- TASK DESCRIPTION: Here the job is to restate every entry word for word.

- EXCERPTED DATA:
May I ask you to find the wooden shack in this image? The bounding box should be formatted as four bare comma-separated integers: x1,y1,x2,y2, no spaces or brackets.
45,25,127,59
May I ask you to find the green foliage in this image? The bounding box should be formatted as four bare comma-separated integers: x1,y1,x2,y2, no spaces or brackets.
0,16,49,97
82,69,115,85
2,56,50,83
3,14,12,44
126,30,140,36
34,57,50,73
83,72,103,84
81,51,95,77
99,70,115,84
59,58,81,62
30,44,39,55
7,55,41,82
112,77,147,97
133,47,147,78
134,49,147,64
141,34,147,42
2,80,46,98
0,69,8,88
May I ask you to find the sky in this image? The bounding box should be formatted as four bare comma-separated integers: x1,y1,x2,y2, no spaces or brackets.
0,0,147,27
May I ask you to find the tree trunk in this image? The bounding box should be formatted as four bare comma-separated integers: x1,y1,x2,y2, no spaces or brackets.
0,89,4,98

- EXPECTED ANSWER:
May I ask you to find the wooden shack in this image? The bounding box should be formatted as four bare comma-separated integers: x1,y1,x2,y2, no spaces or brackets.
45,25,127,59
May I ask you to find the green foliage in this image? The bounding box should be formatted as four bare comma-separated integers: x1,y1,x2,y2, no spaces or brackets.
0,16,49,97
82,69,115,85
2,56,50,83
3,14,12,44
126,30,140,36
34,57,50,73
83,72,103,84
81,51,95,77
99,70,115,84
59,58,81,62
30,44,39,55
7,55,41,82
112,77,147,97
133,47,147,78
134,49,147,64
141,34,147,42
2,80,46,98
0,69,8,88
May I ask you to find the sky in this image? The bounding box should be formatted as four bare comma-separated integers: x1,y1,x2,y2, no spaces or brackets.
0,0,147,27
May I ask you to find the tree trunk in this image? The bounding box should be formatted as four bare comma-separated integers: x1,y1,x2,y2, no spaces or brackets.
0,89,4,98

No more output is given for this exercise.